Collected data entries:
+===+
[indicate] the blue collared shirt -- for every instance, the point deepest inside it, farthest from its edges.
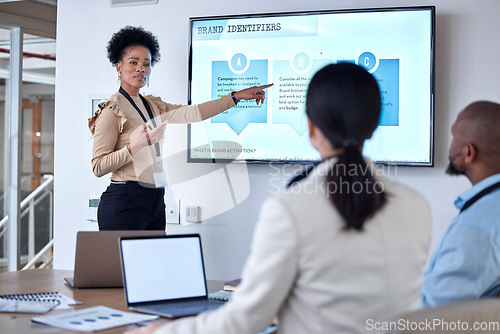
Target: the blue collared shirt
(466, 265)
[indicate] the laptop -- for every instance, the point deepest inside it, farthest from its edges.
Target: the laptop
(165, 275)
(97, 258)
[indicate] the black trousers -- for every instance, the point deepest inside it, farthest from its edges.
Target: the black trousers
(131, 206)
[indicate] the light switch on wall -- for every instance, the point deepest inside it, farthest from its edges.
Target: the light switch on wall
(192, 214)
(173, 211)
+===+
For the entries above, transcribe precisely the lines from the one with "[indicate] the laptop" through the end, including both.

[indicate] the laptop -- for every instance, the point deepest inside it, farthest from its edges.
Target: the laptop
(165, 275)
(97, 258)
[indicate] the black trousers -- for every instance, the point deepest inside it, farthest from its edges.
Target: the black trousers
(131, 206)
[indicate] the light switch on wall -- for every instance, the point deepest inside it, farthest from its edges.
Target: the light switch on wall
(192, 214)
(173, 211)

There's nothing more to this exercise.